WRITTEN PROBLEM: Write the next part of the labeling-project setup guide, picking up right after its final line.

PASSAGE PROVIDED:

======

Interactive: Generate Full Labeling Interface from labels.json

Paste your labels.json to generate the full Labeling Interface XML. Runs in your browser.

function LabelConfigGenerator(){
const [jsonText, setJsonText] = React.useState('{\n "labels": [\n {"index": 0, "label": "O"},\n {"index": 1, "label": "VESSEL"},\n {"index": 2, "label": "VESSEL_NAME"},\n {"index": 3, "label": "IMO"}\n ]\n}');
const [labels, setLabels] = React.useState([]);
const [error, setError] = React.useState('');

React.useEffect(() => {
try {
const data = JSON.parse(jsonText || '{}');
const arr = (data.labels || []).slice().sort((a,b) => (a.index ?? 0) - (b.index ?? 0)).map(x => (x && typeof x === 'object') ? x.label : String(x));
setLabels(arr);
setError('');
} catch (e) {
setLabels([]);
setError('Invalid JSON');
}
}, [jsonText]);

const labelTags = labels.map(l => ` <Label value="${l}"/>`).join('\n');
const xml = labels.length ? (
`<View>
<Header value="Document Text"/>
<Text name="text" value="$text"/>
<Labels name="label" toName="text" showInline="true">
${labelTags}
</Labels>
</View>`
) : '<!-- paste valid labels.json above -->';

return (
<div style={{border:'1px solid #ddd', padding: 12, borderRadius: 8}}>
<div style={{marginBottom: 8}}><strong>labels.json</strong></div>
<textarea rows={8} style={{width:'100%'}} value={jsonText} onChange={e=>setJsonText(e.target.value)} />
{error && <div style={{color:'#b00', marginTop: 8}}>{error}</div>}
<div style={{marginTop: 12}}><strong>Labeling Interface XML</strong></div>
<pre style={{overflowX:'auto', maxHeight: 280}}>{xml}</pre>
</div>
);
}

<LabelConfigGenerator />

3) Annotation Settings

Settings → Annotation

  • Overlap (optional): 1 (single annotation per task) or higher for consensus
  • Show predictions: Enabled (display model suggestions)
  • Auto‑annotation: Enable if you want predictions stored automatically on task load

If you use the script below, these options are applied for you.

4) Connect Model (ML Backend)

Settings → Model → Connect model

  • URL: http://ls-triton-adapter.apps.svc.cluster.local:9090
  • Health endpoint: /health
  • Setup endpoint: /setup
  • Leave auth blank
  • Save; Test should return 200 OK

Predictions appear under “Get predictions” and, if Auto‑annotation is enabled, on task open.

5) Cloud Storage (Optional)

======

A block of data:
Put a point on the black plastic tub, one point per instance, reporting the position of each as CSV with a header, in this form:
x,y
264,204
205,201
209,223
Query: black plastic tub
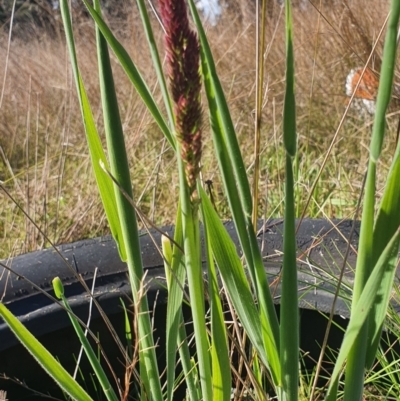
x,y
321,247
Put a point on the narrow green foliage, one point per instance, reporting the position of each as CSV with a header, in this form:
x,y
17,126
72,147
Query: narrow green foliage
x,y
219,339
132,73
289,328
63,379
94,361
96,150
364,348
363,308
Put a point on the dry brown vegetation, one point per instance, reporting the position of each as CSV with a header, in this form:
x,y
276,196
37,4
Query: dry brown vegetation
x,y
44,160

======

THE ANSWER:
You do not need to configure Cloud Storage to persist uploads — the backend already stores files in S3/MinIO.

Only configure Cloud Storage if you want LS to import tasks from an external bucket:

  • Settings → Cloud Storage → Add Source → Amazon S3
  • Bucket: provided by ops (if using our managed bucket) or your own
  • Region: e.g., us-east-1
  • Prefix: optional (folder)
  • Credentials: access key ID and secret (contact ops for project‑scoped credentials)
  • Import strategy: choose whether to copy or reference (we recommend copying for stability)

If you’re unsure, skip this step and upload via the UI — your files will still be stored in S3 via the backend.

6) Webhooks (Verify)

Webhooks route events to the annotations sink. These are auto‑registered by ops, but you can verify:

  • Settings → Webhooks
  • You should see at least:
    • Ingest: /ingest for TASK_CREATED/TASKS_BULK_CREATED
    • Annotations: /webhook for annotation events (create/update)

If missing, ping ops to re‑register.

7) Predictions (Using It)

  • Open any task → model suggestions appear inline
  • Use Get predictions to refresh suggestions
  • Save to record your edits; the sink appends versioned JSONL and writes to staging tables

Optional: Scripted Setup

Automate connection + labeling interface with your full label set.

# 1) Get a PAT from Label Studio (Account & Settings → Access Token)
export LABEL_STUDIO_URL=https://label.boathou.se
export LABEL_STUDIO_PAT='<your PAT>'
# Optional: provide NER labels explicitly (else the script reads labels.json)
# export NER_LABELS="$(cat ner_labels.json)"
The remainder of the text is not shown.